### Problem requirements
Write each line out again exactly as written.

===== Data listing

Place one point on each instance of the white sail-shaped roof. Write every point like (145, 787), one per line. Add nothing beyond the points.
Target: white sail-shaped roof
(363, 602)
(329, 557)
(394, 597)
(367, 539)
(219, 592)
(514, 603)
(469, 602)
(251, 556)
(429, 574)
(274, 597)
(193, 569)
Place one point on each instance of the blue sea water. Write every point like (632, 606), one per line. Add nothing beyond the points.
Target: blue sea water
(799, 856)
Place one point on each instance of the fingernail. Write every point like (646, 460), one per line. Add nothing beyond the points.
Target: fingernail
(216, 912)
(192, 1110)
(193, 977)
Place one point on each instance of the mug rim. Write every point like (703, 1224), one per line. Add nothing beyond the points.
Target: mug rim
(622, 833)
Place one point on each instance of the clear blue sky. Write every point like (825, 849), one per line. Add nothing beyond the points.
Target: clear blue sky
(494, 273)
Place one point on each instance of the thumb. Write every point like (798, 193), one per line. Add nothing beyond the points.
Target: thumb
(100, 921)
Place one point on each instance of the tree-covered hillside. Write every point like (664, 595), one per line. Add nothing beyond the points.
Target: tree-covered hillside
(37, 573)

==========

### Solution to the exercise
Place one point on each instance of the white sail-shaped roof. Write every point like (145, 787), one per line. Add nothing beyond the points.
Target: white sail-shaped roof
(363, 602)
(329, 557)
(394, 597)
(367, 539)
(219, 592)
(514, 603)
(469, 602)
(251, 556)
(429, 574)
(274, 597)
(193, 569)
Place one point on each instance of the blue sea water. Write every point like (632, 606), one per line. Add nothing beyond the points.
Target: blue sea water
(799, 856)
Place one point on each instance of the fingernail. Write every point like (646, 460), one per line. Add nothing beyond the points.
Target: fingernail
(216, 912)
(192, 1110)
(193, 977)
Place one point on each instance of the mug rim. Write every point like (703, 1224), one per line. Add nothing beyond the points.
Target: mug rim
(622, 833)
Place one point on each instance of the clear blue sky. Write every point like (825, 849), one per line. Add nothing beyond the points.
Target: clear blue sky
(494, 273)
Place one point on each instance of the thumb. Write every point like (798, 193), one per line. Add nothing beyond the points.
Target: thumb
(100, 921)
Place one point on each instance of the tree-covered hillside. Write every point like (664, 595), one per line. Add nothing beyond the points.
Target: tree-covered hillside
(37, 573)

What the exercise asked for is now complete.